WHAT YOU ARE ASKED TO DO - Reproduce every record exactly as it appears, but not the pictures.

EXTRACTED ENTRIES -
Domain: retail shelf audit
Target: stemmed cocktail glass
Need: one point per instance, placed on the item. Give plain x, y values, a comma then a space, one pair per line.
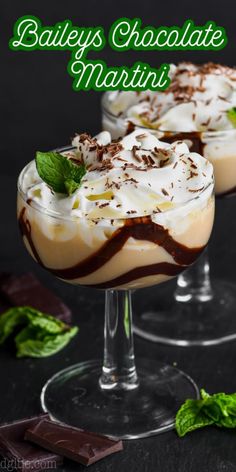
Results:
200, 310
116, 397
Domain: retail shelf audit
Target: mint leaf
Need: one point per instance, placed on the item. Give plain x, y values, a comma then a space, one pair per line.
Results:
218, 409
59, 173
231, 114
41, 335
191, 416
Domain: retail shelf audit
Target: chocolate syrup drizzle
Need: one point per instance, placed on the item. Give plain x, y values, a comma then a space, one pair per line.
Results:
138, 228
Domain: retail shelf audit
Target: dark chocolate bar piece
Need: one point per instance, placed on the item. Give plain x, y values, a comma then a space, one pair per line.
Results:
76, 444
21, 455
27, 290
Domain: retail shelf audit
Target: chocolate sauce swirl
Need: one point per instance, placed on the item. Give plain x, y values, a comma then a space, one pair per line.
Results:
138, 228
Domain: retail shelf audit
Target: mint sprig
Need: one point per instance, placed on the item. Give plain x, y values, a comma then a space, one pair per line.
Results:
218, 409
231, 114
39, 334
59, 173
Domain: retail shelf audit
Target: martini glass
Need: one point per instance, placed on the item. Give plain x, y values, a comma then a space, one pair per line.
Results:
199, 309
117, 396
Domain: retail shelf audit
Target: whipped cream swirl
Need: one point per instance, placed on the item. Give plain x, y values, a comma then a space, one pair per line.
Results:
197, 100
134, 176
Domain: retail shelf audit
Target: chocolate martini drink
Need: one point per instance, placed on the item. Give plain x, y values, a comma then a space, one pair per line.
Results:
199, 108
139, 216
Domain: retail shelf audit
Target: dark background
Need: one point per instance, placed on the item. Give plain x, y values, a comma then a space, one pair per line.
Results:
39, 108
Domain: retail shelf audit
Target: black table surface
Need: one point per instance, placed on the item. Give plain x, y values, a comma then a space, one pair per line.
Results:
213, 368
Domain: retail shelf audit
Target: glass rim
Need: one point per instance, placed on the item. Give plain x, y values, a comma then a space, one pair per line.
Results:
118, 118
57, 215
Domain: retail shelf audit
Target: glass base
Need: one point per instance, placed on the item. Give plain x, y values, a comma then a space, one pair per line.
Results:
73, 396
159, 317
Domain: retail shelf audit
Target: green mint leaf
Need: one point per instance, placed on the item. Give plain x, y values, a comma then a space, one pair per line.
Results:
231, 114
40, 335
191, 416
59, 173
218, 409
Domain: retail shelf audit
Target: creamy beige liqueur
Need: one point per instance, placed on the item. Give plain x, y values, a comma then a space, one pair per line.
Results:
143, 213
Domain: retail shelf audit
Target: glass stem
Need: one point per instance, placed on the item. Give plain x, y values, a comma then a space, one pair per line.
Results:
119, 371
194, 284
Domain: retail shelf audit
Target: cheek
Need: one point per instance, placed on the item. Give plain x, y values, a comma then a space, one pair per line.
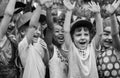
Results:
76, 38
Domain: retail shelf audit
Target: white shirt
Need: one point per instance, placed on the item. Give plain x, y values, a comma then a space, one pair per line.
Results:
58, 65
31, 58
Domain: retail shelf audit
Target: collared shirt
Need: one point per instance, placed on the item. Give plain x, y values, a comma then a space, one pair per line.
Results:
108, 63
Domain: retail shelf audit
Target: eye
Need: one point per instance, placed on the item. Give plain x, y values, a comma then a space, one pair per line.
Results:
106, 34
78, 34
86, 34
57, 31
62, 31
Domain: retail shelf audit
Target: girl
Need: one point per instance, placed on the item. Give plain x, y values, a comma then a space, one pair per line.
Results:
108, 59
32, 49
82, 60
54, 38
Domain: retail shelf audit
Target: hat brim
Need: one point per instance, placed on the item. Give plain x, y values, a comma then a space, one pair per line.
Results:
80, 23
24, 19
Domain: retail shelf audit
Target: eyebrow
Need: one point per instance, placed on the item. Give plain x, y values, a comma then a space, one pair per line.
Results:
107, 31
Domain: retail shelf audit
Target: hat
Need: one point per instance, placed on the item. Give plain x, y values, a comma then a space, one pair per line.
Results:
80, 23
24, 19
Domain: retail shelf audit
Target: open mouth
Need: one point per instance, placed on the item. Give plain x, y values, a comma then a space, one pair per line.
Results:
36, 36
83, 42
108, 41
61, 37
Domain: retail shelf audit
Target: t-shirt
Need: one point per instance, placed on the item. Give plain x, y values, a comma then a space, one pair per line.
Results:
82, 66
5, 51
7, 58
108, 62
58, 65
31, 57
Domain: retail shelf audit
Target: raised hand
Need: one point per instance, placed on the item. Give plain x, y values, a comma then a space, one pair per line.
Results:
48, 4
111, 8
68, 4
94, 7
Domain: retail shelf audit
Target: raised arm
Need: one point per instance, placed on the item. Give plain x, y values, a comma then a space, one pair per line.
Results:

RESPONSE TO THE EXERCISE -
Domain: retail shelf audit
Target: stemmed cocktail glass
Need: one point per instance, placed on the item. Give plain x, y values, a comma then a space, one pair per line.
Results:
200, 310
116, 397
Domain: retail shelf audit
Target: mint leaf
Need: one point per instance, placed on the item. Give plain x, y values, a comma then a space, one pair per line.
Results:
218, 409
59, 173
231, 114
41, 335
191, 416
Domain: retail shelf audit
Target: chocolate syrup drizzle
Need: one point per instance, placed on the item. Give plain x, y values, a comma then a space, one pair per line.
Results:
138, 228
Domain: retail shelf audit
Target: dark chocolate bar piece
Need: one point per instance, placed on the item. Give plain x, y values, a comma then a space, one pair per line.
Results:
76, 444
21, 455
27, 290
Domain: retail shelf audit
Target: chocolate sauce swirl
Need: one point per instance, placed on the item. Give plain x, y values, a comma then a space, one pair per line.
Results:
138, 228
Domain: retail shelf audit
Target: mint sprig
Need: one point per instance, placed on the item. Give plain x, y values, a comma then a space, one pair per line.
Results:
218, 409
231, 114
39, 334
59, 173
Domain: retail shelf audit
Target: martini glass
Need: one point per instance, placed on the item. Give plain x, y values, a comma then a space, one pair per line.
Results:
199, 309
117, 396
Domain: retail shelf audit
Target: whipped cream swirl
Need: one point per instance, placed on the item. Give plain x, y values, a comma then a space, one pair per line.
Results:
197, 100
134, 176
Domain: retail shelf audit
Target: chocolate martini drink
Need: one point per instance, placed on the item. Give plain x, y values, a comma then a space, one pair per line.
Results:
199, 108
139, 216
Domain: retail shelf audit
Target: dark background
Need: one point per instance, placed on the item. Give plain x, y values, a comma then a space, one pair per line.
Results:
39, 108
Domain: retail shelf audit
Target: black table surface
Need: one point per instance, placed on the item. Give plain x, y values, a comma then a space, one pair per line.
Results:
213, 368
Domain: retail shelf audit
Target: glass rim
Need: one point per instance, placed on the item. Give plain x, y values, a comma then a space, one pair per line.
Results:
118, 118
57, 215
Domain: retail shelf audit
Target: glass base
Need: one point per instance, placed on the item. Give plain x, y values, a comma then a space, one pair per line.
Results:
73, 396
159, 317
Domain: retail shelf audit
Target: green mint leaf
Need: one point per instance, placed on the item. Give plain x, y values, a comma then a space, one pair per line.
Results:
231, 114
40, 335
191, 416
59, 173
218, 409
Domain: retail shelf audit
Target: creamy beige liqueur
Need: one point per instance, placed on the item. Give plain x, y values, a comma then a space, one pair per line.
Results:
143, 213
Domain: retail shelf audit
Target: glass stem
Need: one point per instance, placed on the item. Give plain x, y values, a comma then a space, one pair per line.
Results:
119, 371
194, 284
Domain: retail shelf audit
Target: cheek
Need: one point per instance, placed on the item. Give plain x, y values, a comma then a space, one pair per line.
Results:
76, 38
Domain: retail shelf audit
Target: white shirt
Need: one point per instance, placed on the item. Give plain x, y values, a comma then a space, one pair per line.
Results:
58, 65
31, 58
Domain: retail shelf audit
Target: collared shirt
Need: one point per instance, placed on the item. Give plain x, y values, a comma then a space, one pair per line.
Results:
108, 63
Domain: retail shelf audit
Target: eye
Need: one point per instance, placed on the item. Give plain x, y values, a comma then a space, one pair per line.
Results:
106, 34
78, 34
86, 34
57, 31
62, 31
Domain: retail shelf audit
Target: girl
Need: one point per instance, placed on the item. Give plain x, y values, a comma then a space, one pair per line.
Results:
108, 59
32, 49
82, 60
54, 38
Domain: retail shelf audit
Target: hat brim
Need: one point per instance, placed on the item. Give plain x, y values, a comma then a space, one pair per line.
Results:
80, 23
24, 19
Domain: retail shelf audit
Target: eyebrow
Need: one point per instance, placed on the item. Give plain x, y values, a comma then a space, one pair per line.
Results:
107, 31
Domain: retail shelf audit
Target: hat
Need: one point per instance, placed on the item. Give plain x, y values, a comma then a space, one pair per line.
Results:
80, 23
24, 19
Domain: retail shelf audit
Target: open mouth
Need: one point per instance, placed on the item. Give plain x, y values, a comma then a space, one pair per line.
Results:
36, 36
83, 42
108, 41
61, 37
Domain: retail shelf audit
Target: t-shirt
Need: one point per instance, placed on the item. Give plain x, y values, a comma then a space, one pair per line.
Results:
82, 66
5, 51
7, 58
108, 62
58, 65
31, 57
Domain: retail shelf audit
Target: raised hand
Need: one point per instance, placed on the item. Give plain x, y values, a comma then a space, one pair per line.
Results:
48, 4
111, 8
68, 4
94, 7
Domain: retail shelf audit
Target: raised arm
Need: one point per instance, placed on the item. Give plain x, y values, a comma then a space, one pair per line.
Results:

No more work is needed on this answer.